Work request
Reproduce the lines from the beginning of the rows through the line containing "negative clicks: (339, 443)", with no changes.

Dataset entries
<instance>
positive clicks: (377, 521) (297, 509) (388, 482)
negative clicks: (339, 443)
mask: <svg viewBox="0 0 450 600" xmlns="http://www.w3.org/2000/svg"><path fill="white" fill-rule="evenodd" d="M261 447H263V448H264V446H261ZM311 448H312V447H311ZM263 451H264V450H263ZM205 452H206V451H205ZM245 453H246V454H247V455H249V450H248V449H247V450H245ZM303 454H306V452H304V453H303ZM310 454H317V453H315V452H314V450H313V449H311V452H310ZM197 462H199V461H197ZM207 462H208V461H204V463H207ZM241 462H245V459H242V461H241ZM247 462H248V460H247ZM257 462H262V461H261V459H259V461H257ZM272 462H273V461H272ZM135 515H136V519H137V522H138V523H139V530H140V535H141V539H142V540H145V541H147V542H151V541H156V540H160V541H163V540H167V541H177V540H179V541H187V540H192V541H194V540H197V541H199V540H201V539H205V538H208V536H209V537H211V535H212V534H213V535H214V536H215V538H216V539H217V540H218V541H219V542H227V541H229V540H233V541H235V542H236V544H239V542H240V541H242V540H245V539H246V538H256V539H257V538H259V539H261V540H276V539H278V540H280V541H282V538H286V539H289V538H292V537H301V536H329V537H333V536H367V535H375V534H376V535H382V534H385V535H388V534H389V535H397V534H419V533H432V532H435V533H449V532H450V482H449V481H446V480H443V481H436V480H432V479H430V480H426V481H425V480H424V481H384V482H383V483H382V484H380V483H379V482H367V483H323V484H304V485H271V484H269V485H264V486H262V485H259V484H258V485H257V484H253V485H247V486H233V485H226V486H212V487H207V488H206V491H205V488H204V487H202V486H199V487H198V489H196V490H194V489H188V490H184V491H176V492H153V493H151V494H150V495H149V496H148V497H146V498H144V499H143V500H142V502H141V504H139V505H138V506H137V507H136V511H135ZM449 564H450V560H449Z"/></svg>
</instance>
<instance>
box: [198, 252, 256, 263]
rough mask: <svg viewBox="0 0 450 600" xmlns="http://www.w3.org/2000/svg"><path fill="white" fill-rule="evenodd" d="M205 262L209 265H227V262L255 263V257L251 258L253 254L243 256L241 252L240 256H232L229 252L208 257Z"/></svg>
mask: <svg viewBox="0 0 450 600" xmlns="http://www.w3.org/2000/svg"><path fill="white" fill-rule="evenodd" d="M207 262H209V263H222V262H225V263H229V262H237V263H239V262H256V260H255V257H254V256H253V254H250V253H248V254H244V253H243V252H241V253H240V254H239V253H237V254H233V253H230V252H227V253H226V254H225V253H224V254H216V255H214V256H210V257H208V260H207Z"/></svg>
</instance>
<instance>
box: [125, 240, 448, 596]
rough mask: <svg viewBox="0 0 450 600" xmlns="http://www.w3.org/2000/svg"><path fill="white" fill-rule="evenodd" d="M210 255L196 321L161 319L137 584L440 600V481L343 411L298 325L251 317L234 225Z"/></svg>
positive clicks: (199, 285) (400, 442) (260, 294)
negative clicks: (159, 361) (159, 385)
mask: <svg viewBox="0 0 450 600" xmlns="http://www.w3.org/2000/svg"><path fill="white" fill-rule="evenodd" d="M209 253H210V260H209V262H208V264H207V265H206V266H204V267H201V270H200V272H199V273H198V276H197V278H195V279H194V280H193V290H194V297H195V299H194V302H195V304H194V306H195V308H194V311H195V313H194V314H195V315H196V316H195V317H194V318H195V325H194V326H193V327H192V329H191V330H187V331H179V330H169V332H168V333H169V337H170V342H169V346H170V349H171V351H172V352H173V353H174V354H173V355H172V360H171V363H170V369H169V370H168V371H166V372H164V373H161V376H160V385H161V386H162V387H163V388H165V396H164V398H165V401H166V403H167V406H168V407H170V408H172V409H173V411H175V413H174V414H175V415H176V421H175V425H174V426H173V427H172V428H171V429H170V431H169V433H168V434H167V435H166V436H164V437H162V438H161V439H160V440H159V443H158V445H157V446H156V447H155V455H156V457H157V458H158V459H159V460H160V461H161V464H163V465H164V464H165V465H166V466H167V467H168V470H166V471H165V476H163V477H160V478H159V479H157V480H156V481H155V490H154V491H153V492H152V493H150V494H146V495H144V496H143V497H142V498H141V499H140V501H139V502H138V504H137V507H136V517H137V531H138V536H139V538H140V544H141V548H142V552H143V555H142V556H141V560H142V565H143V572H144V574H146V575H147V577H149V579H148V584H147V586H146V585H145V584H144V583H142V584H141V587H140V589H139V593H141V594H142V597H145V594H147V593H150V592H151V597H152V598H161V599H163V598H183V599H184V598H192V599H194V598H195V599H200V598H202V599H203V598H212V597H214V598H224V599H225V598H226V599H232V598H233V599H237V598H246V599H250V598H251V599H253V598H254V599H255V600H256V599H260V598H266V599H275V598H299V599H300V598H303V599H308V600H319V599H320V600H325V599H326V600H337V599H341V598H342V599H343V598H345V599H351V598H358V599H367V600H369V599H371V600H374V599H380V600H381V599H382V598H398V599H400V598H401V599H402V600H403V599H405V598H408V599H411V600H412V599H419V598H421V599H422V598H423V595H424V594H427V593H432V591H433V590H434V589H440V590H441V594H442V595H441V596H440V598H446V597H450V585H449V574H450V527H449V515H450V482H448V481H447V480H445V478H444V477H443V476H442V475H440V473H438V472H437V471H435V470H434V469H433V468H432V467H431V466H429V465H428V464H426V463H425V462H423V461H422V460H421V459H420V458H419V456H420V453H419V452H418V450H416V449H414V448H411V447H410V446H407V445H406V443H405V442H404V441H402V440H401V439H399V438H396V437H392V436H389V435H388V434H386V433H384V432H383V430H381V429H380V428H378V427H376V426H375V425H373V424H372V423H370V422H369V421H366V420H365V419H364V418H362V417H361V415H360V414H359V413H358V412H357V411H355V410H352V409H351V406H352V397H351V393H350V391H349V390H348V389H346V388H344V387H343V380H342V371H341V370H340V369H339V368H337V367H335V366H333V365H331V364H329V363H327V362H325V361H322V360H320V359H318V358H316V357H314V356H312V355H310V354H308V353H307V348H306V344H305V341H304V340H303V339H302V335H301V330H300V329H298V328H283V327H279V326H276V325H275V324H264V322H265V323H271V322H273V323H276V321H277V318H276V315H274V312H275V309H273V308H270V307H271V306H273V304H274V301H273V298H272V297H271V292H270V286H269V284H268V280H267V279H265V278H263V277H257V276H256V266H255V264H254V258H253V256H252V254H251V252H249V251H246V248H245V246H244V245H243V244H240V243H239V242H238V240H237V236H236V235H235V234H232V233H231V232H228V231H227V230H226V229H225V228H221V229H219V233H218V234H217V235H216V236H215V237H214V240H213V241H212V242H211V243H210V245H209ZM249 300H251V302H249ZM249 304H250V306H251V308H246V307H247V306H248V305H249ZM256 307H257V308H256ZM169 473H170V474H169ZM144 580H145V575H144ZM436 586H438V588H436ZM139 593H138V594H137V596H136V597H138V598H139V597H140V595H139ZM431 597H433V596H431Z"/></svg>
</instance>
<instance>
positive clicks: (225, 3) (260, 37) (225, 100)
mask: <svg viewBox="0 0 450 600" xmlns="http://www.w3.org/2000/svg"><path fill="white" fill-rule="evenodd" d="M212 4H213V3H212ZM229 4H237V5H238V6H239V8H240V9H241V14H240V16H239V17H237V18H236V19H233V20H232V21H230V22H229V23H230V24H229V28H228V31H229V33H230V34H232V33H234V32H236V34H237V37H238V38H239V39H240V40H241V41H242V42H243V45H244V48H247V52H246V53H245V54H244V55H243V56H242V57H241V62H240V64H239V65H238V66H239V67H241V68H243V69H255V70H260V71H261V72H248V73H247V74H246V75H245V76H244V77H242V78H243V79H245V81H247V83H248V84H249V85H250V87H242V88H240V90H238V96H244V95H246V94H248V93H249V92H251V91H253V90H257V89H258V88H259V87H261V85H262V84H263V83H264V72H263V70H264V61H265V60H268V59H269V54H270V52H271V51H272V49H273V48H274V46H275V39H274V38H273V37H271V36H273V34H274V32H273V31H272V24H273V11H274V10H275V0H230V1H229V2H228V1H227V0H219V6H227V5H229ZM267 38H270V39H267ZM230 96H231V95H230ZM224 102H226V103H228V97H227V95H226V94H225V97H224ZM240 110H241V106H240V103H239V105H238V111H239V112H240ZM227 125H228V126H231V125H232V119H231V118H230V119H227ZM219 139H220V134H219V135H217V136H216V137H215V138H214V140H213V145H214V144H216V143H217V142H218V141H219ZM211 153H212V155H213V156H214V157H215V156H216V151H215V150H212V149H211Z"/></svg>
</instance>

Result of the task
<instance>
positive clicks: (377, 521) (297, 509) (388, 482)
negative clicks: (339, 443)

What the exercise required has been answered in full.